Data records
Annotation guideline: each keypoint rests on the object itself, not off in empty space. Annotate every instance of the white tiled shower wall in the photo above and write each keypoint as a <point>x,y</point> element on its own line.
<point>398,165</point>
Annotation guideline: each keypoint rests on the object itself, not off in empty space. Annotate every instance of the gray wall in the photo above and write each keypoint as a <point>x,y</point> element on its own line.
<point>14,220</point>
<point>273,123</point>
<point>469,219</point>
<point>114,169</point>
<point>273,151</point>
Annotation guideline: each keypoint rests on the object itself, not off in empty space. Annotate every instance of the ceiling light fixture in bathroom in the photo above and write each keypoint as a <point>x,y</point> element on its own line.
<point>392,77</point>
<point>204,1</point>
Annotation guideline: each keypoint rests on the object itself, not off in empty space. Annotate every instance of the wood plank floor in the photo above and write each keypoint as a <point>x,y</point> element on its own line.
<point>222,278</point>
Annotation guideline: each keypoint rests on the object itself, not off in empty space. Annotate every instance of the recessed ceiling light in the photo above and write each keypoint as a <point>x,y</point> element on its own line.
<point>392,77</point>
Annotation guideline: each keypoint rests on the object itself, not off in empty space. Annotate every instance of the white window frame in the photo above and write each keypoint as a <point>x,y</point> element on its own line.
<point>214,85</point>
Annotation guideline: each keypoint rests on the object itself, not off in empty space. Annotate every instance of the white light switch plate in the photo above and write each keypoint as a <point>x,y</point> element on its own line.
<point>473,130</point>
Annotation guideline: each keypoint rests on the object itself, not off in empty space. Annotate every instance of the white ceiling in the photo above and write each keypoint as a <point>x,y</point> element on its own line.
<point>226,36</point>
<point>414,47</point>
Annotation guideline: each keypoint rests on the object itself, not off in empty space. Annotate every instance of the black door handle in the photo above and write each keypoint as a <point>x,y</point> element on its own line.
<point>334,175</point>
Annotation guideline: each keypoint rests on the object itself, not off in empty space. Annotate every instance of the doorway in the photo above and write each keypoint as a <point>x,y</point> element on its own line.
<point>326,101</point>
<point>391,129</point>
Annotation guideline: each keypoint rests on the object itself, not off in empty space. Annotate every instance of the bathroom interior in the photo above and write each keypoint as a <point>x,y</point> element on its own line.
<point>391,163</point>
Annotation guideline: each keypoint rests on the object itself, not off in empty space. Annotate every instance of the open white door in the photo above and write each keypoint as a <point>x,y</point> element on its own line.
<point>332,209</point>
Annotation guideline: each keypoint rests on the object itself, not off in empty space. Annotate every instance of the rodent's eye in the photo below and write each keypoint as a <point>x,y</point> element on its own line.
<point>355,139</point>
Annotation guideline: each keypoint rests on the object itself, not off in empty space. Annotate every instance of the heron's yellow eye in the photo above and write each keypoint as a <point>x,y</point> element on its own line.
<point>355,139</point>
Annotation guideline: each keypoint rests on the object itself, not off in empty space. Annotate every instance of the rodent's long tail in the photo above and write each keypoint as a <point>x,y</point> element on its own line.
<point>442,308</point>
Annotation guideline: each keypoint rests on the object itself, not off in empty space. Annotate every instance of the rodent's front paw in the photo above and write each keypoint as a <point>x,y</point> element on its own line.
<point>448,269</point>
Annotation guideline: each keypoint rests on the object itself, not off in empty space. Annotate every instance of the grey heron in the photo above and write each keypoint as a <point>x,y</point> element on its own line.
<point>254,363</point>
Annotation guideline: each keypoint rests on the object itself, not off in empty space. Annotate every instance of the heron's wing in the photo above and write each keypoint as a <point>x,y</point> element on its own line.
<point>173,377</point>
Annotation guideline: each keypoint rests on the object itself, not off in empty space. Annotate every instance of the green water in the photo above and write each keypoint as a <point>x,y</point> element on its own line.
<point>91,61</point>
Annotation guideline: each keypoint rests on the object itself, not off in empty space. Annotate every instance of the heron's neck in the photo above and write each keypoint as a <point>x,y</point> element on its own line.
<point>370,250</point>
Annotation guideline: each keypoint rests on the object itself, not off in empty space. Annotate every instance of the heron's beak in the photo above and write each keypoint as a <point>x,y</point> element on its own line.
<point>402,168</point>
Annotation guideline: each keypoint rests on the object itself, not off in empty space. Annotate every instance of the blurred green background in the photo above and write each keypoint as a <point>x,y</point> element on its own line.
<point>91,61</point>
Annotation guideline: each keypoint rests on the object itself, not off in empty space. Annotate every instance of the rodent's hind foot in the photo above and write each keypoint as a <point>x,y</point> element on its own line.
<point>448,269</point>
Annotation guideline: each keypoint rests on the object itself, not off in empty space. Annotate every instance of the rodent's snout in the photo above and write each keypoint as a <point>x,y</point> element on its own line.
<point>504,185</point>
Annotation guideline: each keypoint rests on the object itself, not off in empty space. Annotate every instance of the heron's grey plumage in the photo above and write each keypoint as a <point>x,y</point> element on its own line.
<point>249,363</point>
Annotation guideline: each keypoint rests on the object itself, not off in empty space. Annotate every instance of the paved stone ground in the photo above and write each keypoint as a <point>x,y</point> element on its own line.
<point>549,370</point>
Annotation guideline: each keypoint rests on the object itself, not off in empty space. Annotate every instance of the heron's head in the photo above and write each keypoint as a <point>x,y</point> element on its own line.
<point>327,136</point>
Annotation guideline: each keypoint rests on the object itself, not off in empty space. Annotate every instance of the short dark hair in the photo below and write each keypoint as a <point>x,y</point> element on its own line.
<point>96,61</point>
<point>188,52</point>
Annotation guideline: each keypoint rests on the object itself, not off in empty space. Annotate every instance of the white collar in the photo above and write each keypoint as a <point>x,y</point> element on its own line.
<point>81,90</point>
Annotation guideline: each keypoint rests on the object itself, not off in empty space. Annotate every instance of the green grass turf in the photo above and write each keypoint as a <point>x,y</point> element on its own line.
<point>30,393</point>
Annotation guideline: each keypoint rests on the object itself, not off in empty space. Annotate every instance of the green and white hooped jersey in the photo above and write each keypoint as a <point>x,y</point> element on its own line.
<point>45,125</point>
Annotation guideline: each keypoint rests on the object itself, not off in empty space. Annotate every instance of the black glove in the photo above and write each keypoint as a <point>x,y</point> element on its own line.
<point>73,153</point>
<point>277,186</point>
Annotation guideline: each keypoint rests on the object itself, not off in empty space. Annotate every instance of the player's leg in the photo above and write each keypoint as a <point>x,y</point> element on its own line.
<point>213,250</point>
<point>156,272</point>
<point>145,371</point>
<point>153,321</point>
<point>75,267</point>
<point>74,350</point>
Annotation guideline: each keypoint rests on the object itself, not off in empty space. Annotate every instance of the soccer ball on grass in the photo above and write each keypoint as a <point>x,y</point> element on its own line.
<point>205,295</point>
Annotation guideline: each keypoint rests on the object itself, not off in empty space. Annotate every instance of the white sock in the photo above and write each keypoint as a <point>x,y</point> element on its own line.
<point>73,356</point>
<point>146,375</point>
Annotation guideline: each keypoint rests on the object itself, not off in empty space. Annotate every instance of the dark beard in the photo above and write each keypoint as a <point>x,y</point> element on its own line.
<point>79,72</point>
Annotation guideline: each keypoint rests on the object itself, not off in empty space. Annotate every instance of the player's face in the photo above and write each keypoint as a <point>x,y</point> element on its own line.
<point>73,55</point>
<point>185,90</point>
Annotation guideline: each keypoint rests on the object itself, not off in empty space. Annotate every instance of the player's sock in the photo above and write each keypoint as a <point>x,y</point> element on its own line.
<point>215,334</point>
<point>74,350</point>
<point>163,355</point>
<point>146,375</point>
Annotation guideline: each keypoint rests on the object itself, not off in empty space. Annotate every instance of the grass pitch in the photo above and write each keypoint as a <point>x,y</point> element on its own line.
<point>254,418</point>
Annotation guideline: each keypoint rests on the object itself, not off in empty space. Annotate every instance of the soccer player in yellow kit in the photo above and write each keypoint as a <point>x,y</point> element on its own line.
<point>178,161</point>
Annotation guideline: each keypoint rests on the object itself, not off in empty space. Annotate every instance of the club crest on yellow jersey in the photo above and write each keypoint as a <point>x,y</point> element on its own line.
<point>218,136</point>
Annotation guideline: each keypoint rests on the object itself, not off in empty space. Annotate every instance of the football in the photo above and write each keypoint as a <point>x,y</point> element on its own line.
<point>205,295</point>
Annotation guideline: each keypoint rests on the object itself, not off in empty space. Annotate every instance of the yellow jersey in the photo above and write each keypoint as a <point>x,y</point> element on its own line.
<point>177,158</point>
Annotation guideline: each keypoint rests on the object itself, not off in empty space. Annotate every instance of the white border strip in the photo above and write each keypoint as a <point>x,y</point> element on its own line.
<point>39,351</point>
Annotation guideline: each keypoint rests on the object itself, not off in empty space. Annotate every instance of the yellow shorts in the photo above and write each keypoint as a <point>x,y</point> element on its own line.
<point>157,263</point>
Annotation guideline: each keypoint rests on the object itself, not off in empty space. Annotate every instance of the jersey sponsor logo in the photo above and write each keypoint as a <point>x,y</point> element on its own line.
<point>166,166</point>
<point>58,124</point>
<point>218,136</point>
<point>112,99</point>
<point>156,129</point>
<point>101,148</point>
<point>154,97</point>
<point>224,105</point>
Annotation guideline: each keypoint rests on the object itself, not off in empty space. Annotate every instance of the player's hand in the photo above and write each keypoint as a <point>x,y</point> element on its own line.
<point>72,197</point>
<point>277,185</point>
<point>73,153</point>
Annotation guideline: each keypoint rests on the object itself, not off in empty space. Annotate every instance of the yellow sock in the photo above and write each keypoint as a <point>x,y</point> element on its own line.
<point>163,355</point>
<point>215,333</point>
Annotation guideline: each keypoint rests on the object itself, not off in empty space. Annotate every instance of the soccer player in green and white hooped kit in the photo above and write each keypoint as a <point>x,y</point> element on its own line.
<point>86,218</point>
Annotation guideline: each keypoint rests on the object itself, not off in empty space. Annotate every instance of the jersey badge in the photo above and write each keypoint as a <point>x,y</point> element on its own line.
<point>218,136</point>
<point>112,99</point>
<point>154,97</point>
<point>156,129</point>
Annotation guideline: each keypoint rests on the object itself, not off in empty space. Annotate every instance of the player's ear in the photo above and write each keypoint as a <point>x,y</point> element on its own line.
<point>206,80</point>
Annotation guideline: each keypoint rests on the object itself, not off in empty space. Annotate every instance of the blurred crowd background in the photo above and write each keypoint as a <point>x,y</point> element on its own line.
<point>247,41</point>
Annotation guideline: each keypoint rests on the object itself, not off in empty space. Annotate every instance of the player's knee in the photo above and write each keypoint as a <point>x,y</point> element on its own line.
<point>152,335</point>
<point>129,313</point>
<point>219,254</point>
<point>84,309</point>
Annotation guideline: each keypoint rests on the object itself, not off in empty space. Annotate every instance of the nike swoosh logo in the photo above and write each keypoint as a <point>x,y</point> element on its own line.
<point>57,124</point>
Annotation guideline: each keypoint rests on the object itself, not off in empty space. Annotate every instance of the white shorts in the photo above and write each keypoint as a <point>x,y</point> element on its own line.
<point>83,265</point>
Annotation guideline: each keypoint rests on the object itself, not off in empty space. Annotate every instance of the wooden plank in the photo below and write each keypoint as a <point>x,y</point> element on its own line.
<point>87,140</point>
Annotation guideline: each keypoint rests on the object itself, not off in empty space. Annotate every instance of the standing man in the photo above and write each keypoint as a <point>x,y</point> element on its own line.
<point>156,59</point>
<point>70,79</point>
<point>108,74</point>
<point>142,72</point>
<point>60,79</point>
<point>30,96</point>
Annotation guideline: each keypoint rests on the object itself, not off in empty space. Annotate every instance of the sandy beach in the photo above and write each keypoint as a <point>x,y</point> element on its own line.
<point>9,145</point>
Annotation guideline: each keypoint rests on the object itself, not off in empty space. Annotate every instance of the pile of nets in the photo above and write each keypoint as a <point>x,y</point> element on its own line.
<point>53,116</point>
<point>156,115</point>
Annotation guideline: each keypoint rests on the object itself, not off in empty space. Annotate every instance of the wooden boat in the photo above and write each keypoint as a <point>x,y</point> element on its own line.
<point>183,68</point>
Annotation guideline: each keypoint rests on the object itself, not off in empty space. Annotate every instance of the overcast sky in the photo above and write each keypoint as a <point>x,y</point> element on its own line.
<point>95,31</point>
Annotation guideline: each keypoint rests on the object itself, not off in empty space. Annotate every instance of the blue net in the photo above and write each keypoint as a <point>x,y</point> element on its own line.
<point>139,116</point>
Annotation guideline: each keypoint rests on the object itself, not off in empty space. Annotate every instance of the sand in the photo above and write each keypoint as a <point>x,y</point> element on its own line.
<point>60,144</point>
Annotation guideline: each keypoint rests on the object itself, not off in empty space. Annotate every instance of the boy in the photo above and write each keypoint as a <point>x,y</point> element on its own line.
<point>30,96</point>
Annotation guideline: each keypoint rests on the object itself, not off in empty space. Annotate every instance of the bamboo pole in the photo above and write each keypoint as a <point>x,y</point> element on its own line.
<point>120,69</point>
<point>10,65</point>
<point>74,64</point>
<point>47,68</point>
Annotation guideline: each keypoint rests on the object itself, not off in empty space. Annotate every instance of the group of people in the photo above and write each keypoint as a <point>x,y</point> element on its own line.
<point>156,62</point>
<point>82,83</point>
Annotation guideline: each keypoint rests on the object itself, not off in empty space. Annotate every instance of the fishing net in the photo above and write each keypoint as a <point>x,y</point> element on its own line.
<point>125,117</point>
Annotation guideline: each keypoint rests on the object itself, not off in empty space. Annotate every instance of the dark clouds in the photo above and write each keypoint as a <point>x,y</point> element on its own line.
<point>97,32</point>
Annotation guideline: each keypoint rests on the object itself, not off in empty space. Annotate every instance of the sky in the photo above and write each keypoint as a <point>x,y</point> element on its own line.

- [What the task asks]:
Please quote word for word the lines from the one containing "the black door" through the one containing "<point>391,129</point>", including both of those lines.

- [Expected answer]:
Annotation guideline: each keypoint rests on the object itself, not off in empty space. Annotate every instance of the black door handle in the photo above and write each keypoint as a <point>x,y</point> element on its own line.
<point>334,175</point>
Annotation guideline: each keypoint rests on the object itself, not off in empty space. Annotate every instance of the doorway in the photo above and write each keypoint as a <point>x,y</point> element on its own line.
<point>326,101</point>
<point>391,129</point>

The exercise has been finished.